Keep the wording of every entry intact in your copy, and omit the pictures.

Referring expression pointing data
== == ==

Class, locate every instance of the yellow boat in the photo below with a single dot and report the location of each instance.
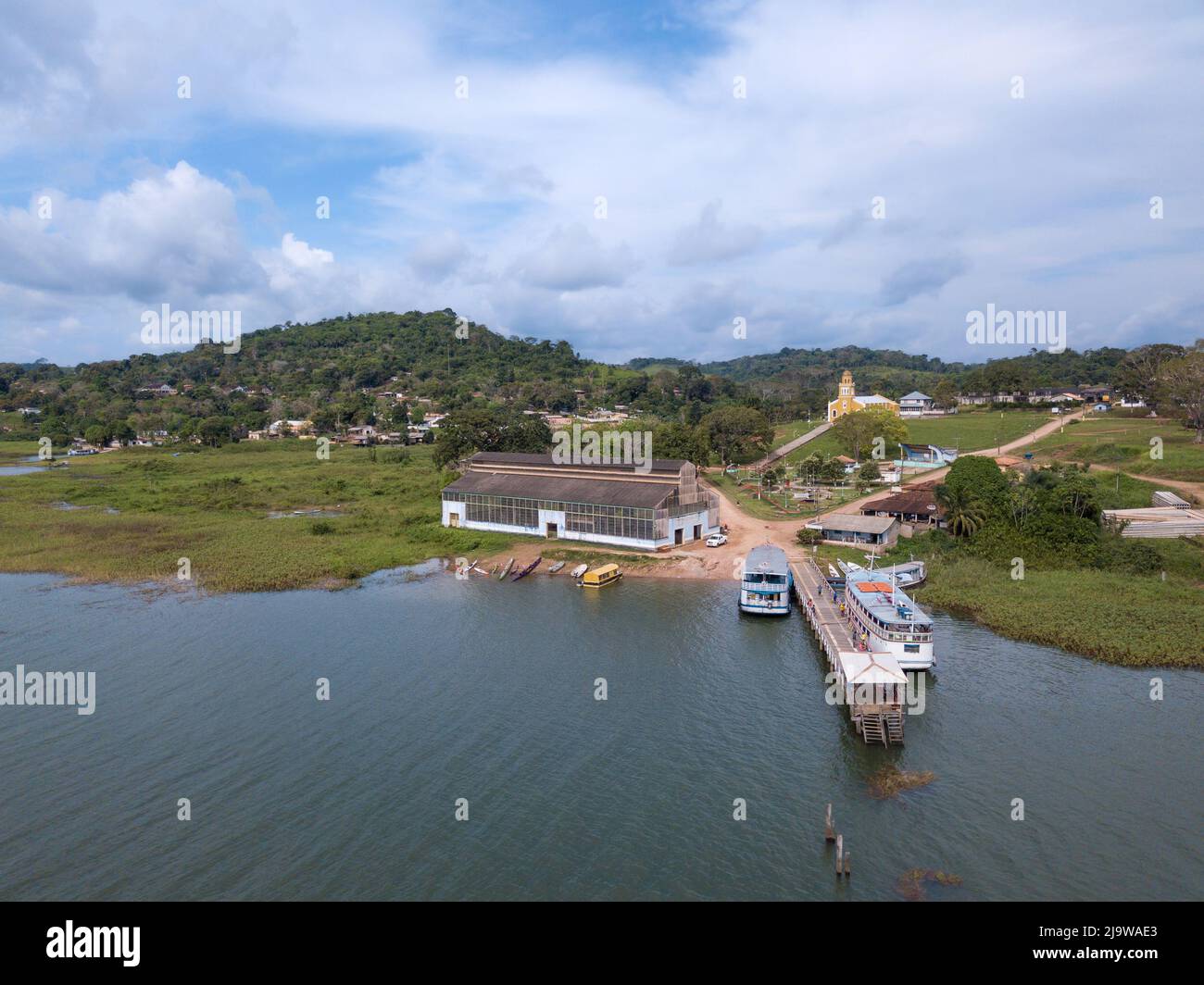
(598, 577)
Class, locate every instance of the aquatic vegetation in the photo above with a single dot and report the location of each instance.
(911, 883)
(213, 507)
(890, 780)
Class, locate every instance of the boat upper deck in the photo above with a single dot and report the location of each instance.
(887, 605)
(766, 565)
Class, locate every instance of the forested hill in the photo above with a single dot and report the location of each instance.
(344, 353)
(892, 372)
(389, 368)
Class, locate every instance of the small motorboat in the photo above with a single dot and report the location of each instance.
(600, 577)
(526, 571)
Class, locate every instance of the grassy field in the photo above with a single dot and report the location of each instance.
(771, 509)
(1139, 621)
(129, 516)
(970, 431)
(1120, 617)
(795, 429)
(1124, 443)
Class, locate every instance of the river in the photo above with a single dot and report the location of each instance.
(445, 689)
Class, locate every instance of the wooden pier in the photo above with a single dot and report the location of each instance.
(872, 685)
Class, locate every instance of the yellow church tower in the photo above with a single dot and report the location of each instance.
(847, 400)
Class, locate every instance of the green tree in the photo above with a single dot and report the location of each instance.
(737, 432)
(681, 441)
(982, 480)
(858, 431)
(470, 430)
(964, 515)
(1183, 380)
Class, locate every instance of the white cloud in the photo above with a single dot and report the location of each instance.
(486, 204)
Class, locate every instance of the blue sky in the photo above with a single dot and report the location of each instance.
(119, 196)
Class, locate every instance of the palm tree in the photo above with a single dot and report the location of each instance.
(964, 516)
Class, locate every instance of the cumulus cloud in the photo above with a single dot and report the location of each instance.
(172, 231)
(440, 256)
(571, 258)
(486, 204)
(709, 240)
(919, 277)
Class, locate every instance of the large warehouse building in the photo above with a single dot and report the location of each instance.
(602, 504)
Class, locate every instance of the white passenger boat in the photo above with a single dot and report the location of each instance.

== == ==

__SOLVED EXERCISE__:
Class, locate every instance of the yellow boat in the photo below with a single dot and report the location of each instance.
(598, 577)
Class, locate every instance of the aquatic vegetation in the photo above with a single dot and report the location of each instance.
(911, 883)
(213, 507)
(890, 780)
Class, locate every instance of the boat upper deck in the photo above with a single dot and report the location of each instance.
(887, 605)
(766, 565)
Class, locate every instance of the forested hill in the photo above with a single dot and report the location of each instance.
(344, 353)
(892, 372)
(389, 368)
Class, locate every instance of the small motorboat in the photo above with a single dot and report the location of each instance.
(600, 577)
(526, 571)
Class, locate every instance of the grassy field in the photo above with a single dot and report the location of each instance.
(771, 509)
(1139, 621)
(129, 516)
(970, 431)
(1120, 617)
(795, 429)
(1124, 443)
Class, locate every instance of the river in the photo above with a single dot and report the location of each instance.
(445, 689)
Class, locate every instance of the wooden pier in the photo above with a single dot and report the location of each instance.
(872, 685)
Class, locate every instance of the yellow church tower in the photo above with a single dot and report the location of each instance.
(847, 400)
Class, locate every instance of the green tree in the photo above with a single dot and report the location of each instance.
(737, 432)
(681, 441)
(982, 480)
(858, 431)
(470, 430)
(964, 515)
(1183, 380)
Class, locate every instance of the white cloud in the photo above with a single dot and report the location of each instance.
(486, 204)
Class, locate every instance of the blue sky in the photo above with a single dot and report the location of each instance.
(119, 196)
Class, locate every instance of the palm tree in the photo above with a single dot and report the location of each instance.
(964, 516)
Class, locate every instance of the cumulus cloud in the photo above with a single dot and report the location of each instance.
(172, 231)
(440, 256)
(571, 258)
(486, 204)
(709, 240)
(919, 277)
Class, locate every instance of the large warehouse building in the photo above with a single dot and report the location of each instance.
(602, 504)
Class, locate every instance of the white passenger boat in the photo above with a single dot and report the location of each instance.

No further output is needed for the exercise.